**Material for this exercise:**
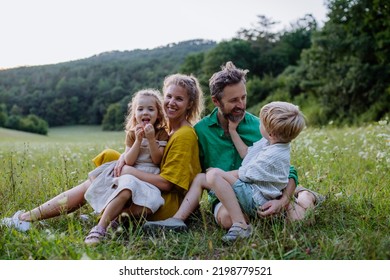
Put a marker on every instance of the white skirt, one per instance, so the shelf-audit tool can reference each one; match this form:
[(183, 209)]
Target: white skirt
[(105, 187)]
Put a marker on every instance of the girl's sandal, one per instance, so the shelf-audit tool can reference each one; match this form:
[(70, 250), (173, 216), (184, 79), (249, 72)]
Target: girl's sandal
[(96, 234)]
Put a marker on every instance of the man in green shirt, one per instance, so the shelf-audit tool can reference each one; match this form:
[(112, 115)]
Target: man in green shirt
[(224, 137)]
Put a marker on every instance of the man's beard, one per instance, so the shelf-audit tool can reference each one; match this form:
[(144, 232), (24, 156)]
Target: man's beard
[(234, 118)]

**What is required:** Print the material above line for line without changing anything, and leave out the pictures.

**Worked answer:**
Put a marker on every instance of the white skirt, one per instance, so the shelf-audit tool can reference each one; match this form:
[(183, 209)]
Target: white skirt
[(105, 187)]
Put a marker on every instance of the girl's sandal, one per instance, so the shelf-audit tool can reference each one; match this form:
[(70, 250), (173, 216), (184, 79), (249, 72)]
Target: girl's sandal
[(96, 234)]
Put a marker on every instance of the man in green shirt, one per instance, so the shelf-audit tool can reference each one; match this form:
[(112, 115)]
Target: man in green shirt
[(224, 137)]
Put a marker on every instance of the man's beard, one per instance, so the shelf-audit tool can reference each one; match this form:
[(144, 232), (24, 156)]
Target: man's beard
[(234, 118)]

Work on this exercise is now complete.